Available data
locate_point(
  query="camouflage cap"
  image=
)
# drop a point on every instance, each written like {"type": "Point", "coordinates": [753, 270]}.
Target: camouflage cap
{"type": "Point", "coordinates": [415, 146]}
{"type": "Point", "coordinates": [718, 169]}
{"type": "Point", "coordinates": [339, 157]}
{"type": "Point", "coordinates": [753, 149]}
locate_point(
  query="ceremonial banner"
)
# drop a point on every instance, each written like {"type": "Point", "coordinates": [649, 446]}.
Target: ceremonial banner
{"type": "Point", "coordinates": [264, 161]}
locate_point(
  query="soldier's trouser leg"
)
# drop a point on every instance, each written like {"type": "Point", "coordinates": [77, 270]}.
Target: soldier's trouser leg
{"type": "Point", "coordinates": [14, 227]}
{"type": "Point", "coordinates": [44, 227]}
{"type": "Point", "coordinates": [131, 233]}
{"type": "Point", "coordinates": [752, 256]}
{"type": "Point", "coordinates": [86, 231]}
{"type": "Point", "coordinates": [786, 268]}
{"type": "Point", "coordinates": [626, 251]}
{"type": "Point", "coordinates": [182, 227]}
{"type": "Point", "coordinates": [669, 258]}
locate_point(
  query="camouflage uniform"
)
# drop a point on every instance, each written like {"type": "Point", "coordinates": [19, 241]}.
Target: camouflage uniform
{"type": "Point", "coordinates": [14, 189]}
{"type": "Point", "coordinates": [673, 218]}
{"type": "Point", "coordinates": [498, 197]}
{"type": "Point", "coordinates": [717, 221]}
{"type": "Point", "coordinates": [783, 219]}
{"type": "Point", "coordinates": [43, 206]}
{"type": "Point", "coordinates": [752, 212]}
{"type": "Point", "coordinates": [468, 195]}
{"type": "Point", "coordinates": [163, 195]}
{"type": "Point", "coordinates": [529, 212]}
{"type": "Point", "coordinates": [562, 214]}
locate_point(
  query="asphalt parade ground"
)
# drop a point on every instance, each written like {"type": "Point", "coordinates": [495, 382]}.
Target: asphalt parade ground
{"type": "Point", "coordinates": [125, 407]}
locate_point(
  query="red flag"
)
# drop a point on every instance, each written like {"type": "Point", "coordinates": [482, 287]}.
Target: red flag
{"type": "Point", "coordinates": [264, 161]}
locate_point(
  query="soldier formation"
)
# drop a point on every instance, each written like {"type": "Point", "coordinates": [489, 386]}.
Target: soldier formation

Instructions to follow
Write the material out exactly, with nothing left out.

Written solution
locate_point(
  query="camouflage cap"
  image=
)
# drop a point on every instance, each written like {"type": "Point", "coordinates": [753, 270]}.
Target: camouflage cap
{"type": "Point", "coordinates": [415, 146]}
{"type": "Point", "coordinates": [718, 169]}
{"type": "Point", "coordinates": [339, 157]}
{"type": "Point", "coordinates": [753, 149]}
locate_point(
  query="ceremonial banner"
)
# drop a point on every instance, each written like {"type": "Point", "coordinates": [649, 446]}.
Target: ceremonial banner
{"type": "Point", "coordinates": [264, 161]}
locate_point(
  query="soldier's trouser leg"
)
# drop a point on every instance, each written like {"type": "Point", "coordinates": [77, 270]}.
Target: soldier's trouser leg
{"type": "Point", "coordinates": [14, 227]}
{"type": "Point", "coordinates": [44, 227]}
{"type": "Point", "coordinates": [131, 233]}
{"type": "Point", "coordinates": [752, 256]}
{"type": "Point", "coordinates": [86, 231]}
{"type": "Point", "coordinates": [786, 268]}
{"type": "Point", "coordinates": [626, 251]}
{"type": "Point", "coordinates": [182, 227]}
{"type": "Point", "coordinates": [669, 258]}
locate_point(
  query="camouflage uniform"
)
# drop a point on every instance, each written like {"type": "Point", "coordinates": [19, 241]}.
Target: camouflage uniform
{"type": "Point", "coordinates": [14, 189]}
{"type": "Point", "coordinates": [673, 218]}
{"type": "Point", "coordinates": [498, 197]}
{"type": "Point", "coordinates": [717, 221]}
{"type": "Point", "coordinates": [783, 219]}
{"type": "Point", "coordinates": [43, 206]}
{"type": "Point", "coordinates": [752, 212]}
{"type": "Point", "coordinates": [468, 195]}
{"type": "Point", "coordinates": [163, 195]}
{"type": "Point", "coordinates": [529, 212]}
{"type": "Point", "coordinates": [562, 214]}
locate_point(
  query="asphalt parade ground"
)
# drop a point on every instance, each written like {"type": "Point", "coordinates": [495, 382]}.
Target: asphalt parade ground
{"type": "Point", "coordinates": [125, 407]}
locate_point(
  query="red flag"
)
# drop a point on every instance, each written like {"type": "Point", "coordinates": [482, 287]}.
Target: red flag
{"type": "Point", "coordinates": [264, 161]}
locate_point(
  query="soldier formation"
)
# drop a point on every instance, each written like {"type": "Point", "coordinates": [489, 386]}.
Target: soldier formation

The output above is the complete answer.